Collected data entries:
===
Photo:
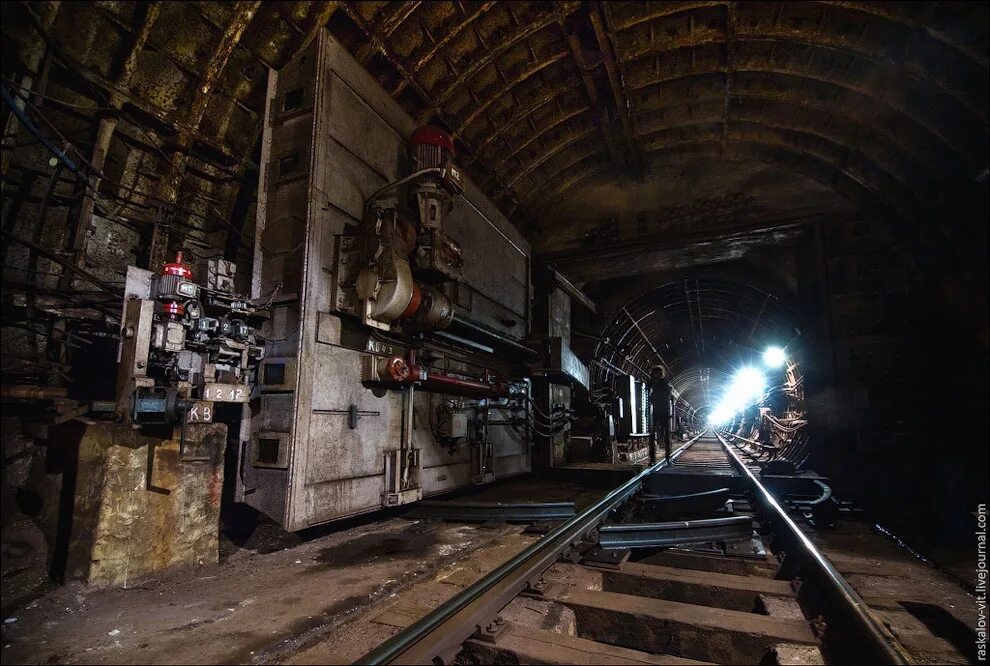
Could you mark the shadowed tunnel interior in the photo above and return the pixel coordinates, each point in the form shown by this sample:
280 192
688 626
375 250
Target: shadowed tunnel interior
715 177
===
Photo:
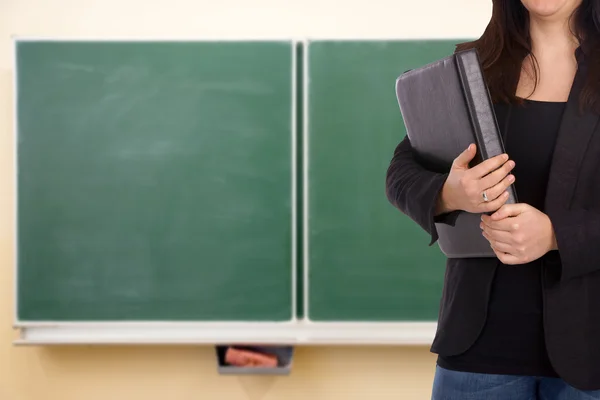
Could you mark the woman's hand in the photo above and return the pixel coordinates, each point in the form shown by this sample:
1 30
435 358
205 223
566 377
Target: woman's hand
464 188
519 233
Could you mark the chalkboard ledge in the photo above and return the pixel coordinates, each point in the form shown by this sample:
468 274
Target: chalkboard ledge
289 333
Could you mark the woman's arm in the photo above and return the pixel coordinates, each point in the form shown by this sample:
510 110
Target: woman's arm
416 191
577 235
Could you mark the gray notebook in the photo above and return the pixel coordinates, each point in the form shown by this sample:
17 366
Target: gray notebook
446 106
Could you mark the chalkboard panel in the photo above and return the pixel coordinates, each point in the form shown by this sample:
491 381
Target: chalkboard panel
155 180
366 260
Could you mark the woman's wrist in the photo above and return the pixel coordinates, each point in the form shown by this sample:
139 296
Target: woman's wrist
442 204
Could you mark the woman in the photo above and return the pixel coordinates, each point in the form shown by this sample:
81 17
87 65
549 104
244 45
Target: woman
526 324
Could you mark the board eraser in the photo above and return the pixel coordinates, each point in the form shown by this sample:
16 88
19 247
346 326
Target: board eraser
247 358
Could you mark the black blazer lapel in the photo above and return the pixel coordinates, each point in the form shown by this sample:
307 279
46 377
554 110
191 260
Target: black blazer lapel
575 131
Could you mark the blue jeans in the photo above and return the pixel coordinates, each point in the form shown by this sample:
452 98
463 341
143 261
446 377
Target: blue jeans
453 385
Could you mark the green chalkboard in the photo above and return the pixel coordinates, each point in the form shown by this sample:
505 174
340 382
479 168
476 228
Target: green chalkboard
===
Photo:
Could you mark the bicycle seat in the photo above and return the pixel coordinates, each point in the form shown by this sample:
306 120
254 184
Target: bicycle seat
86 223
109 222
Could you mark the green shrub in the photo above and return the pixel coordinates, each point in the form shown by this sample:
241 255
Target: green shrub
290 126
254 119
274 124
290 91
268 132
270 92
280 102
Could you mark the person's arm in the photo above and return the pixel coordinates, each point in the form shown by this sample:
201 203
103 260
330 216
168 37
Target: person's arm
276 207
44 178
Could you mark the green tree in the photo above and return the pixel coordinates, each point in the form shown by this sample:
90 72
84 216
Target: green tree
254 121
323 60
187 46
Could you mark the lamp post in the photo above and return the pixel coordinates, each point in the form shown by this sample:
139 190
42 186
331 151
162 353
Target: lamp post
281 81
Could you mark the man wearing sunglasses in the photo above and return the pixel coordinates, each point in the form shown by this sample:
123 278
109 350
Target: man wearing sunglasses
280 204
===
GIVEN TASK:
Recast the records from the line with "Could you mark the blue" up to and including the line with "Target: green chalkboard" as a JSON list of strings, one string per line, skipping any blank lines.

COMPLETE RESPONSE:
[
  "Could you mark the blue jeans in the photo above and return the pixel coordinates, each point in the form shown by this sample:",
  "452 98",
  "463 341",
  "143 261",
  "446 377",
  "Target: blue jeans",
  "453 385",
  "Could you mark the green chalkboard in the photo above and return the pixel coordinates, each point in the form shown by this sample:",
  "505 174",
  "340 382",
  "479 168",
  "476 228",
  "Target: green chalkboard"
]